'''

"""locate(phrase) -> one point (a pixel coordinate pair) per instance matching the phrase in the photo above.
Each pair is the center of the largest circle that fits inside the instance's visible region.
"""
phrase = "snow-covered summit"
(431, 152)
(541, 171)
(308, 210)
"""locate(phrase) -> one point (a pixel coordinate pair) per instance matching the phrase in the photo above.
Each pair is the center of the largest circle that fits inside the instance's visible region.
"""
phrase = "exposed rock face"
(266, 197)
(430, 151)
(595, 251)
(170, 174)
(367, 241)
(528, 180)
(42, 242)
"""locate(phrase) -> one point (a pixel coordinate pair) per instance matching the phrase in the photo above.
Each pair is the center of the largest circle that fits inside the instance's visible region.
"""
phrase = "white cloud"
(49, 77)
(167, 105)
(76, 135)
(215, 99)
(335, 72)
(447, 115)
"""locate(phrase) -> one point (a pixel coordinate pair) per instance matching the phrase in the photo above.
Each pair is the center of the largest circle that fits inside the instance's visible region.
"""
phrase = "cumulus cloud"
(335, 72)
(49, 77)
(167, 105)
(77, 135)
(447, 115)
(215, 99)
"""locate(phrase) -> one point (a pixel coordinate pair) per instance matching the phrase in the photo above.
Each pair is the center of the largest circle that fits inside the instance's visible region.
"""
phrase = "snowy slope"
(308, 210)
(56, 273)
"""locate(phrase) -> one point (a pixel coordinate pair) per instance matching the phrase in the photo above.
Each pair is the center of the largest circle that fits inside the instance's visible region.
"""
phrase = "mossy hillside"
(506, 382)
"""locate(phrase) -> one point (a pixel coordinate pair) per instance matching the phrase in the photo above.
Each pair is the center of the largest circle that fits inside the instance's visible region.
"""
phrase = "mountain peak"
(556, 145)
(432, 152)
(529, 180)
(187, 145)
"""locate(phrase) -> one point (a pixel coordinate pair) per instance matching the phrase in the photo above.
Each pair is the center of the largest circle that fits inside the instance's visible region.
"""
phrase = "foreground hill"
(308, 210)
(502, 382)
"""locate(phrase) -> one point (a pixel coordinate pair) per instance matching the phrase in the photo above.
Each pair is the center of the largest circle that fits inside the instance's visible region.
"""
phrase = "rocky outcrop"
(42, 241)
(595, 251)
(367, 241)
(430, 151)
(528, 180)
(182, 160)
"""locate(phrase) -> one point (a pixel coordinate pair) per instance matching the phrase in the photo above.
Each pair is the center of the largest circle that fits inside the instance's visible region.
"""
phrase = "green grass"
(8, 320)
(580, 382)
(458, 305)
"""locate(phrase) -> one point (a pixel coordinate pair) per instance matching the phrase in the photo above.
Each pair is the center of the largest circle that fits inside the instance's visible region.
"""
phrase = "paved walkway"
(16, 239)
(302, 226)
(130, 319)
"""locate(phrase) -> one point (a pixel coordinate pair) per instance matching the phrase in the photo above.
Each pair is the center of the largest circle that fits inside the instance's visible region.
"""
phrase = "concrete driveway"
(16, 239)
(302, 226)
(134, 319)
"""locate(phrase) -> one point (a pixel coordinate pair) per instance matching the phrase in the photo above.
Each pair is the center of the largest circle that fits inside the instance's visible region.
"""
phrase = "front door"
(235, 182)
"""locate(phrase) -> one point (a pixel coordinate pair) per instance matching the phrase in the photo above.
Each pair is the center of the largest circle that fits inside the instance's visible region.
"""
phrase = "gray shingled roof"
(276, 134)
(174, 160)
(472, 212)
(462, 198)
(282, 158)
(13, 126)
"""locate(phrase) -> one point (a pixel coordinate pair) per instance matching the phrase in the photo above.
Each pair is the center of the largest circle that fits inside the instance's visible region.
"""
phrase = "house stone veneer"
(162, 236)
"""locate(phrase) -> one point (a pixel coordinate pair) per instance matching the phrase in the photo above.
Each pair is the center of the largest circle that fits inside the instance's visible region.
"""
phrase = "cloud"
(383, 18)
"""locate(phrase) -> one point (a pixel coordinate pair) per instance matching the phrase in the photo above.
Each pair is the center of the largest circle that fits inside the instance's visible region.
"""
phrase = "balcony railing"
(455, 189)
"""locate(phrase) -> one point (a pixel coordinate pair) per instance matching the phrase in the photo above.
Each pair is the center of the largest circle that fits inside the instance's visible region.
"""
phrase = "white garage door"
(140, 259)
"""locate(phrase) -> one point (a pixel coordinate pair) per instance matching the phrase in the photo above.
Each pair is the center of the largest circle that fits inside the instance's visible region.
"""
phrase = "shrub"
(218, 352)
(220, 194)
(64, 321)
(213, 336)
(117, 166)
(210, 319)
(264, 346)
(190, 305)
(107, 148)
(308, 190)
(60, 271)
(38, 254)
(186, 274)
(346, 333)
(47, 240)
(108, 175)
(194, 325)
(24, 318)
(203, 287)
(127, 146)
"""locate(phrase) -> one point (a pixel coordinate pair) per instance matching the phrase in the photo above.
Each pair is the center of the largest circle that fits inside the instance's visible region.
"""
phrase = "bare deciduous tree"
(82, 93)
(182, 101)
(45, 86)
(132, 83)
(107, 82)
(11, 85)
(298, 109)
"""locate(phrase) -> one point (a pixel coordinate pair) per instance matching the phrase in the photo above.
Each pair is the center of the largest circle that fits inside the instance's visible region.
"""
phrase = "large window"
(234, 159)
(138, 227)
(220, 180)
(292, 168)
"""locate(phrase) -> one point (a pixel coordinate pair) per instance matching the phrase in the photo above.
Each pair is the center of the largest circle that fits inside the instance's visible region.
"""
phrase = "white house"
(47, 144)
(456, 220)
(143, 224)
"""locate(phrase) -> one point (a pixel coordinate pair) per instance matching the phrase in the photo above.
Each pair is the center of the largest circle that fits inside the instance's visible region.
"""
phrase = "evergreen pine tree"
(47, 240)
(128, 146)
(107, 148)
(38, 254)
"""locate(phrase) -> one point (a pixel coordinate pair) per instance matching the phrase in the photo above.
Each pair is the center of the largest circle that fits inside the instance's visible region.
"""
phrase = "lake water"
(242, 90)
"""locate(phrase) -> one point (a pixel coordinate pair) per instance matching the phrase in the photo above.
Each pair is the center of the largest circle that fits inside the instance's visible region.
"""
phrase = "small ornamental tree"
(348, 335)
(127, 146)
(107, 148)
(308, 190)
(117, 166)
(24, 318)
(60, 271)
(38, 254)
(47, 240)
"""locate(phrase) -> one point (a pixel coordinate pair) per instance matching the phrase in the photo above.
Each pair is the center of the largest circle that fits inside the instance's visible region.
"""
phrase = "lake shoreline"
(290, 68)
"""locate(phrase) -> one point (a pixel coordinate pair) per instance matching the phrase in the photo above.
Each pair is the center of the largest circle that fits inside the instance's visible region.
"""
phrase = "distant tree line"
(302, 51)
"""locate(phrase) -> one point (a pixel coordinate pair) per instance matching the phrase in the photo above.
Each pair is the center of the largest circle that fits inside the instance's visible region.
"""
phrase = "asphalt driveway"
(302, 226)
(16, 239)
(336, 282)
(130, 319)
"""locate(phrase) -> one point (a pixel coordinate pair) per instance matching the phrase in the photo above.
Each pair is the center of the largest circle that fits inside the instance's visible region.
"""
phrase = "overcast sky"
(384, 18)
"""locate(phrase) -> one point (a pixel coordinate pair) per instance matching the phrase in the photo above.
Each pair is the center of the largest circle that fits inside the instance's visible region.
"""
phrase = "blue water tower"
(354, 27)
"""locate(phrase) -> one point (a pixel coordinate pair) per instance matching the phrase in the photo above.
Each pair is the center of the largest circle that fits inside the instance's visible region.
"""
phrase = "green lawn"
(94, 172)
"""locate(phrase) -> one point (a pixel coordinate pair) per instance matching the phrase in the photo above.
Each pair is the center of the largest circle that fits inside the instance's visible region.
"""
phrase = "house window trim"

'''

WHAT IS REQUIRED:
Return every record above exactly, line by line.

ANSWER TO THE PROBLEM:
"""locate(phrase) -> one point (a pixel coordinate pair) per instance matching the phrase in the photo above.
Each pair is the center of the largest circle that fits inside the instance's visible region.
"""
phrase = "snow-covered summit"
(431, 152)
(541, 171)
(308, 210)
"""locate(phrase) -> one point (a pixel coordinate pair) per instance matching the phrase in the photo above.
Each pair is the center of the largest circle that fits inside the instance's visible region.
"""
phrase = "exposed rock face"
(266, 197)
(430, 151)
(595, 251)
(170, 174)
(367, 241)
(528, 180)
(42, 242)
"""locate(phrase) -> one point (a pixel coordinate pair) per instance matching the phrase in the photo above.
Each pair is the center of the largest circle that fits inside the instance's visible region.
"""
phrase = "white cloud"
(49, 77)
(167, 105)
(76, 135)
(215, 99)
(335, 72)
(447, 115)
"""locate(phrase) -> one point (a pixel coordinate pair) per instance matching the phrase in the photo above.
Each pair is the center of the largest circle that fits inside the instance's visible region.
"""
phrase = "cumulus cloud"
(335, 72)
(49, 77)
(167, 105)
(77, 135)
(447, 115)
(215, 99)
"""locate(phrase) -> one point (a pixel coordinate pair) per instance matching the phrase in the photo above.
Each pair is the center of the largest circle that fits inside the instance's visible region.
"""
phrase = "snowy slope"
(308, 210)
(56, 273)
"""locate(phrase) -> one point (a pixel coordinate pair) per instance matching the phrase in the photo above.
Each pair is the center of the largest circle that fits inside the instance's visible region.
"""
phrase = "mossy hillside"
(506, 382)
"""locate(phrase) -> one point (a pixel coordinate pair) per instance matching the phrase in the photo above.
Each pair is the center of the largest circle that fits inside the instance's visible region.
"""
phrase = "mountain peak"
(556, 145)
(432, 152)
(529, 180)
(187, 145)
"""locate(phrase) -> one point (a pixel coordinate pair) per instance matching the phrase in the photo above.
Each pair is the center of the largest circle that fits inside the instance's visible region.
"""
phrase = "foreground hill"
(308, 210)
(502, 382)
"""locate(phrase) -> one point (a pixel coordinate pair) per instance matching the phrase in the photo above.
Each pair is the center of the largest circle that fits inside the instance's visible region.
"""
phrase = "rocky outcrop"
(42, 241)
(595, 251)
(367, 241)
(430, 151)
(528, 180)
(182, 160)
"""locate(phrase) -> one point (a pixel coordinate pair) per instance matching the phrase in the photo above.
Each pair is the center of the largest circle that fits inside the instance's visible region.
"""
phrase = "green grass"
(8, 320)
(580, 382)
(458, 305)
"""locate(phrase) -> one point (a pixel coordinate pair) per instance matching the phrase in the photo above.
Each pair is the center of the largest circle that fits inside the instance's visible region.
"""
phrase = "paved walkway"
(16, 239)
(302, 226)
(130, 319)
"""locate(phrase) -> one point (a pixel coordinate pair) per instance matching the phrase in the photo above.
Each pair is the center of the largest circle that fits inside the instance's visible region.
"""
phrase = "concrete driveway"
(16, 239)
(302, 226)
(134, 319)
"""locate(phrase) -> one point (a pixel coordinate pair) per instance matching the phrase in the photo above.
Each pair is the center of the largest circle that fits inside the instance's visible region.
"""
phrase = "front door"
(235, 182)
"""locate(phrase) -> one point (a pixel coordinate pair) per instance matching the phrase in the photo above.
Each pair is the center of the largest circle that fits inside the instance's visible region.
"""
phrase = "gray shingled roof"
(276, 134)
(174, 160)
(472, 212)
(462, 198)
(282, 158)
(13, 126)
"""locate(phrase) -> one point (a pixel coordinate pair) per instance matching the phrase in the photo above.
Each pair is the center of the largest circle that fits inside the instance's visible region.
"""
phrase = "house stone veneer"
(162, 236)
"""locate(phrase) -> one point (a pixel coordinate pair) per instance matching the phrase in the photo above.
Each pair is the center of the largest circle that fits inside the instance's visible region.
"""
phrase = "cloud"
(383, 18)
"""locate(phrase) -> one point (a pixel coordinate pair) per instance matching the phrase in the photo above.
Each pair is the center of the largest circle that fits inside the instance's visible region.
"""
phrase = "balcony railing"
(455, 189)
"""locate(phrase) -> one point (a pixel coordinate pair) per instance matching the phrase in the photo above.
Each pair is the center of the largest circle that fits inside the instance's visible region.
"""
phrase = "white garage door"
(140, 259)
"""locate(phrase) -> one point (a pixel coordinate pair) per instance matching the phrase in the photo above.
Each pair is the center of the largest circle that fits inside the instance's visible region.
"""
phrase = "shrub"
(218, 352)
(220, 194)
(64, 321)
(213, 336)
(117, 166)
(210, 319)
(264, 346)
(190, 305)
(107, 148)
(308, 190)
(60, 271)
(38, 254)
(186, 274)
(346, 333)
(47, 240)
(108, 175)
(194, 325)
(24, 318)
(203, 287)
(127, 146)
"""locate(phrase) -> one point (a pixel coordinate pair) per instance matching the phrase in the photo above.
Each pair is the center of the largest circle that fits inside the instance's visible region.
"""
phrase = "bare deciduous tree"
(82, 93)
(182, 101)
(45, 86)
(132, 83)
(107, 82)
(11, 85)
(298, 109)
"""locate(phrase) -> one point (a pixel coordinate pair) per instance matching the phrase in the photo above.
Each pair is the center of the largest circle that fits inside the instance's visible region.
"""
phrase = "large window"
(234, 159)
(138, 227)
(220, 180)
(292, 168)
"""locate(phrase) -> one point (a pixel coordinate pair) per instance matching the phrase in the photo above.
Each pair is the center of the largest circle that fits inside the instance's visible region.
"""
phrase = "white house"
(47, 144)
(456, 220)
(143, 224)
"""locate(phrase) -> one point (a pixel coordinate pair) per instance matching the phrase in the photo above.
Each pair is the center of the largest circle that fits inside the instance's visible region.
"""
phrase = "evergreen pine tree"
(47, 240)
(128, 146)
(107, 148)
(38, 254)
"""locate(phrase) -> one point (a pixel coordinate pair) per instance matching the phrase in the photo above.
Each pair is the center of the largest circle that fits inside the instance's visible region.
"""
phrase = "lake water"
(242, 90)
"""locate(phrase) -> one point (a pixel coordinate pair) per instance matching the phrase in the photo above.
Each pair is the center of the largest circle that fits inside the instance's visible region.
"""
phrase = "small ornamental tree"
(348, 335)
(127, 146)
(107, 148)
(308, 190)
(117, 166)
(24, 318)
(60, 271)
(38, 254)
(47, 240)
"""locate(phrase) -> one point (a pixel coordinate pair) per instance matching the phrase in the photo above.
Each pair is the center of the largest circle that fits inside the instance's visible region.
"""
phrase = "lake shoreline"
(290, 68)
"""locate(phrase) -> one point (a pixel coordinate pair) per instance matching the phrase in the photo above.
Each pair is the center of the largest circle that fits inside the instance's visible region.
"""
phrase = "distant tree line"
(302, 51)
"""locate(phrase) -> one point (a pixel coordinate pair) per instance matching the phrase in the photo above.
Each pair is the center of the largest circle that fits inside the instance's visible region.
"""
phrase = "asphalt driveway"
(302, 226)
(16, 239)
(336, 282)
(130, 319)
"""locate(phrase) -> one point (a pixel coordinate pair) per instance matching the phrase in the photo above.
Each pair is the center of the largest circle that fits inside the instance's visible region.
"""
phrase = "overcast sky"
(384, 18)
"""locate(phrase) -> one point (a pixel coordinate pair) per instance matching the phrase in the photo above.
Each pair is the center of the largest circle that fits inside the instance's visible region.
"""
phrase = "blue water tower"
(354, 27)
"""locate(phrase) -> one point (a pixel coordinate pair) per instance matching the phrase in the photo above.
Each pair is the center of the largest circle that fits inside the instance's visible region.
"""
phrase = "green lawn"
(94, 172)
"""locate(phrase) -> one point (a pixel coordinate pair) per instance matching the phrase in the photo above.
Each pair is the center of the largest circle that fits inside the instance's visible region.
"""
phrase = "house window trim"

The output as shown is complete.